### INSTRUÇÃO ESCRITA A
Segundo o trecho sobre a ameaça jihadista em Bangladesh, qual é a porcentagem de muçulmanos no país?

Ameaça jihadista em Bangladesh
Marginalizados por seu comprometimento durante a guerra de libertação de 1971, os islâmicos de Bangladesh progressivamente recuperam sua influência. Alguns passaram para a luta armada. Os assassinatos de personalidades ateias e progressistas e o atentado cometido na capital, Daca, no último verão, colocaram a primeira-ministra Dheik Hasina contra a parede
Até recentemente, as violências islâmicas se limitavam aos assassinatos com alvo determinado, mas o fuzilamento que fez mais de vinte mortos num restaurante de Daca, em 1º de julho de 2016, reavivou os questionamentos sobre o futuro de Bangladesh. O atentado colocou em evidência uma ligação entre seus autores, oriundos das classes médias cultas, e a Organização do Estado Islâmico (OEI), que logo reivindicou a operação. Com 169 milhões de habitantes, cuja idade média é de 25 anos, o país, que soma 89% de muçulmanos, atravessa ao mesmo tempo uma crise de identidade e uma crise política, ambas intimamente ligadas. A primeira remete à relação entre o islã e o Estado, assim como às fraturas herdadas da guerra de independência de 1971. A segunda se perpetua com o confronto encarniçado entre o Partido Nacionalista de Bangladesh (BNP), o Jamaat-e-Islami e a Liga Awami, da qual provém a primeira-ministra, Sheikh Hasina. Esta utiliza a luta contra o islamismo para se contrapor a qualquer oposição política.

### LISTA DE REGISTROS
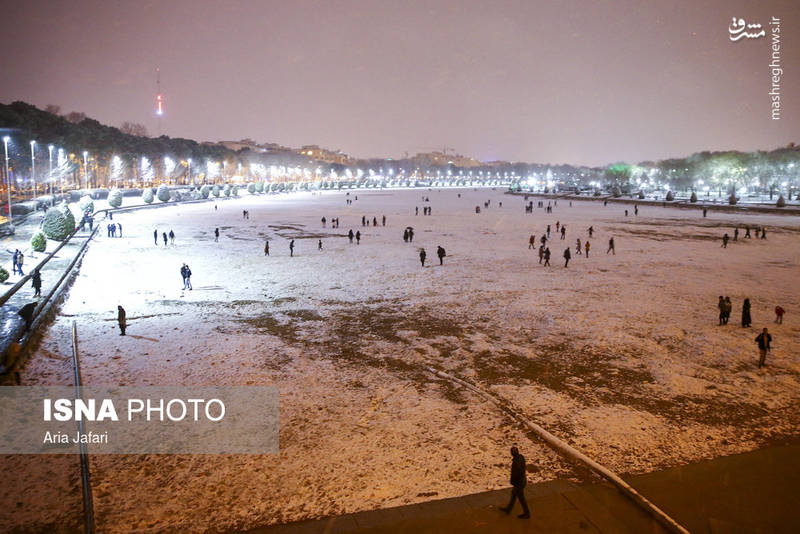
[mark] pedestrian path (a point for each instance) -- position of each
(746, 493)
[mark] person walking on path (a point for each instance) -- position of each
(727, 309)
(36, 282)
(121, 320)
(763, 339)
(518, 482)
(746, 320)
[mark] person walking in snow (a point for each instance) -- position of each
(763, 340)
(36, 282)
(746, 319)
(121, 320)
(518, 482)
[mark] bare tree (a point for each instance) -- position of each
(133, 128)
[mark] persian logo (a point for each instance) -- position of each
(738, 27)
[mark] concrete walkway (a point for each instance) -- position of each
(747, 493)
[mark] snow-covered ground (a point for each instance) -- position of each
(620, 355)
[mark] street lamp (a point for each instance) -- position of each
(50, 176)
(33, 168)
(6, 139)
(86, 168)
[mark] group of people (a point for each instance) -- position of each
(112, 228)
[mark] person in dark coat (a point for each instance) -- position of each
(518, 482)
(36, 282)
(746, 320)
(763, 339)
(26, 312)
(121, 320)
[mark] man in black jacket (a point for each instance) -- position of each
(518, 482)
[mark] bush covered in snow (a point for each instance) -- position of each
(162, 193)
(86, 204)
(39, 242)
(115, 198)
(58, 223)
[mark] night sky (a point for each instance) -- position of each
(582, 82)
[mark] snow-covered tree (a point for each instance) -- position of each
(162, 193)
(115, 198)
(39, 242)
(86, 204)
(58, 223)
---
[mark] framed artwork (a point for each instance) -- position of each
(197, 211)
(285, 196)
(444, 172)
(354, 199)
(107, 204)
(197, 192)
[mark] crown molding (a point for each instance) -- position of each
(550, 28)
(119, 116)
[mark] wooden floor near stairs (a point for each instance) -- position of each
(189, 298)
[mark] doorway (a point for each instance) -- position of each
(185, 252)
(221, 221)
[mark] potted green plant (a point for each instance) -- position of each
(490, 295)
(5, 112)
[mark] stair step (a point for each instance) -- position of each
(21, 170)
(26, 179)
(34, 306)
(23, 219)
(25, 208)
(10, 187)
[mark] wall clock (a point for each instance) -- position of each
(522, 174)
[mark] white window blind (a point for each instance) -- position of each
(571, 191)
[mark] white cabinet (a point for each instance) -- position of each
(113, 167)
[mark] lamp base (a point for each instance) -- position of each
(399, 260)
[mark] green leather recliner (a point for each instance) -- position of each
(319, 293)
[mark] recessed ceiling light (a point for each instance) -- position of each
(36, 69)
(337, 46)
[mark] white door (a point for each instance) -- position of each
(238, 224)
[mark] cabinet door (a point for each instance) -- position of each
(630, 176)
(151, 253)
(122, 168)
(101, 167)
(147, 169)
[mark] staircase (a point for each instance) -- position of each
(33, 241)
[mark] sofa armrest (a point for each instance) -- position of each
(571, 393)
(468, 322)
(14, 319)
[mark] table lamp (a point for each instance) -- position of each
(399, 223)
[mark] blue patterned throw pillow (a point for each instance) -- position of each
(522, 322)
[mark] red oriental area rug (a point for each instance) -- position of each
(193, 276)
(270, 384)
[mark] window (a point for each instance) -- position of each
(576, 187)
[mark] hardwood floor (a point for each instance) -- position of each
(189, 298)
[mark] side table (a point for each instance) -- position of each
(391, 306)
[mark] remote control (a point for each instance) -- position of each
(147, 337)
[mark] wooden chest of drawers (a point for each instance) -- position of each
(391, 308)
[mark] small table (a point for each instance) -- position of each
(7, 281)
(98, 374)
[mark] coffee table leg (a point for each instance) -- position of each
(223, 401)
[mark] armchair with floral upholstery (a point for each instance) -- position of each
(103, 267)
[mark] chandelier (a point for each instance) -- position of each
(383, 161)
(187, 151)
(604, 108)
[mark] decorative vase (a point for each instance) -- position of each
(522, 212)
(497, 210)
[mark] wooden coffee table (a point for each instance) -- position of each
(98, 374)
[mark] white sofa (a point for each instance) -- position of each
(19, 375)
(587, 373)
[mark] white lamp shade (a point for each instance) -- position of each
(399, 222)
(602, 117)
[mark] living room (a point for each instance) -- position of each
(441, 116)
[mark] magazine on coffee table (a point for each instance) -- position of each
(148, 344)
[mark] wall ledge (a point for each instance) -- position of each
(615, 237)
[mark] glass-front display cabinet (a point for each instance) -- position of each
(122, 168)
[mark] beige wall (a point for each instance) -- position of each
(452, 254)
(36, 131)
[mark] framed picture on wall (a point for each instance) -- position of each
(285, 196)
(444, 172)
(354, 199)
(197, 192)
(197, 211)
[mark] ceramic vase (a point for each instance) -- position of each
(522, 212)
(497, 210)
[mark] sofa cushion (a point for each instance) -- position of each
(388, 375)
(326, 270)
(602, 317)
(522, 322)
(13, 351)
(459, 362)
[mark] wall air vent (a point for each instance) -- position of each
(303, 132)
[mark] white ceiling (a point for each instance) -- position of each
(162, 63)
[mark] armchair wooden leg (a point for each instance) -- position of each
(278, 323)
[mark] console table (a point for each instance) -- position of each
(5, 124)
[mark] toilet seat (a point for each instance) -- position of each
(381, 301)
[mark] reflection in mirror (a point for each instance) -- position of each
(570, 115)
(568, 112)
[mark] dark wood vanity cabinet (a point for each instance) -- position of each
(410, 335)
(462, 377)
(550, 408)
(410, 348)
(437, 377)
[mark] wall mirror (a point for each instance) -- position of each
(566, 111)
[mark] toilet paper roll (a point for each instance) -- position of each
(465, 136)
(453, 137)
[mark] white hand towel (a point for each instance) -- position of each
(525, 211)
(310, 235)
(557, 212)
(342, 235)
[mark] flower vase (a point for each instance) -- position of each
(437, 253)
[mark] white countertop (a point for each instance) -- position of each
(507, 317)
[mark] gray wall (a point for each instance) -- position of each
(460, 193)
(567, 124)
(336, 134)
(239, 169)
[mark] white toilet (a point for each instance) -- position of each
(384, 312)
* * *
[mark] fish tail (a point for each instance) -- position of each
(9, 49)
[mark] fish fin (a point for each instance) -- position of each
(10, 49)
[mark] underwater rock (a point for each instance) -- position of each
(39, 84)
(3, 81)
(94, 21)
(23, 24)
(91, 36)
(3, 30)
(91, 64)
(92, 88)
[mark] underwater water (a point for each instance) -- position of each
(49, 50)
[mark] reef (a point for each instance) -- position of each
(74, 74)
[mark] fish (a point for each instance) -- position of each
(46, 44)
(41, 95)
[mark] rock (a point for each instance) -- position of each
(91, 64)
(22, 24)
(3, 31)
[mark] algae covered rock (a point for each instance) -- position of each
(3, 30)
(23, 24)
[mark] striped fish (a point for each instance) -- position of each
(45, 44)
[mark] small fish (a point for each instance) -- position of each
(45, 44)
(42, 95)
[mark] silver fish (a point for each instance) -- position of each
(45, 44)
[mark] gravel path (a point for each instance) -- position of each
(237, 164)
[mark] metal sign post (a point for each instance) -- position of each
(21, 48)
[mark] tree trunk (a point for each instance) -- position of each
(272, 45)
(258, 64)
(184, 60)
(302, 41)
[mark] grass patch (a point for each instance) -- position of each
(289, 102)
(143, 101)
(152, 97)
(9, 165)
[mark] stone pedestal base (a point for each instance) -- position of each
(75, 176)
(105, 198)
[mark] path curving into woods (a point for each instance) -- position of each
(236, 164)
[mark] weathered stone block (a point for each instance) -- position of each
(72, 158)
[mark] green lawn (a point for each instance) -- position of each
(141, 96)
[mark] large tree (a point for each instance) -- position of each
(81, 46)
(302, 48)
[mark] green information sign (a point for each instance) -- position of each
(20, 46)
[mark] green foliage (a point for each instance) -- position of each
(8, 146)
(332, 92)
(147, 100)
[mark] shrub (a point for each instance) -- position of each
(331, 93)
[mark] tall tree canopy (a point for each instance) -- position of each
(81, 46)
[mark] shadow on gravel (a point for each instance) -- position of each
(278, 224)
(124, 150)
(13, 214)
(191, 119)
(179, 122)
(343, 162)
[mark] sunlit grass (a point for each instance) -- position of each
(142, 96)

### INSTRUÇÃO ESCRITA B
Retorne cada linha dos registros que contenha a palavra "coffee", diferenciando maiúsculas de minúsculas.

### RESPOSTA COMPLETA A
O país soma 89% de muçulmanos.

### RESPOSTA COMPLETA B
[mark] coffee table leg (a point for each instance) -- position of each
[mark] wooden coffee table (a point for each instance) -- position of each
[mark] magazine on coffee table (a point for each instance) -- position of each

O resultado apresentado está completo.